Rewrite the items below with every "indicate" swapped for "mark" and nothing else changed.
════════
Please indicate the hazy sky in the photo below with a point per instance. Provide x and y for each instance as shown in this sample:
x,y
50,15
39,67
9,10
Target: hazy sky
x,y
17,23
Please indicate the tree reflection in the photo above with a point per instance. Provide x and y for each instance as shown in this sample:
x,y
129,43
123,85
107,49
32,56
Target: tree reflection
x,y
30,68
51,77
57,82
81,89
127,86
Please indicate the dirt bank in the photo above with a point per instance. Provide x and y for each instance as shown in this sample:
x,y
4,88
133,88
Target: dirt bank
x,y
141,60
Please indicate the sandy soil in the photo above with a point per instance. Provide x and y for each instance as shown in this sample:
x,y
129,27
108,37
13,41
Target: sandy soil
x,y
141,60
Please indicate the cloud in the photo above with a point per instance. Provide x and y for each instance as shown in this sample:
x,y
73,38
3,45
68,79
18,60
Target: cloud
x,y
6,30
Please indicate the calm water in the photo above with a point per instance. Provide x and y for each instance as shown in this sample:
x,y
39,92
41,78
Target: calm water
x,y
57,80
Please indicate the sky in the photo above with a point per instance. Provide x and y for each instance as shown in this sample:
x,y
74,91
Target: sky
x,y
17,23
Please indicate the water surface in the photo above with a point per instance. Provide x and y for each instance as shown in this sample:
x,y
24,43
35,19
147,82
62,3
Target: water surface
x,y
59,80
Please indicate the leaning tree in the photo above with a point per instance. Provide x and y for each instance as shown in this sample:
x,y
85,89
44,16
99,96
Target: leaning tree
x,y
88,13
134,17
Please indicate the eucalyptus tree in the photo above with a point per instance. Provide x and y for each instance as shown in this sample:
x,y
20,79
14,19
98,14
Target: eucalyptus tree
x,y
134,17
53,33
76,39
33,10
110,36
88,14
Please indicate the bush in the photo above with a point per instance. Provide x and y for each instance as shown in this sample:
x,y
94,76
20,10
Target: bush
════════
Response to this exercise:
Please mark the hazy sky in the photo below with a point per instance. Provide x and y for each instance as shown in this sample:
x,y
50,15
39,67
9,10
Target: hazy sky
x,y
17,23
Please mark the tree reflection in the photo above with a point per instance. Provide x and y for each instance as shown in this sample:
x,y
129,43
123,85
107,49
32,56
Target: tree reflection
x,y
30,68
51,77
57,82
81,89
127,86
Please mark the dirt bank in the photo above with a point per instance. Provide x and y for each instance as shown in this sample:
x,y
4,88
133,88
Target: dirt bank
x,y
141,60
Please mark the sandy soil in the photo above with a point per instance. Provide x and y for each instance as shown in this sample:
x,y
129,27
108,37
13,41
Target: sandy soil
x,y
141,60
Please mark the cloud in the photo above with a point per instance. Provide x and y for each instance as shown in this sample:
x,y
73,38
3,45
68,79
18,60
Target: cloud
x,y
6,30
Please mark the calm water in the photo above with a point per instance. Provide x and y for each instance as shown in this sample:
x,y
39,92
41,78
Target: calm water
x,y
57,80
Please mark the sky in the photo above with a point per instance. Provide x and y for each instance as shown in this sample:
x,y
74,91
Target: sky
x,y
17,23
Please mark the water surface in the photo above with a point per instance. Provide x and y for each instance as shown in this sample:
x,y
24,43
35,19
147,82
62,3
Target: water surface
x,y
59,80
Please mark the leaning tree in the photo above with a point per instance. Provide x and y for each instance as shown in this sample:
x,y
85,89
44,16
99,96
Target: leaning tree
x,y
88,13
134,17
Please mark the eucalyptus tree in the photo above with a point per instance. Provide x and y for each instance as shown in this sample:
x,y
20,79
14,19
98,14
Target: eucalyptus tree
x,y
134,17
53,33
76,39
33,10
110,36
88,14
Please mark the bush in the photo above with a point per instance. Provide x and y for each instance as shown in this sample:
x,y
94,76
20,10
Target: bush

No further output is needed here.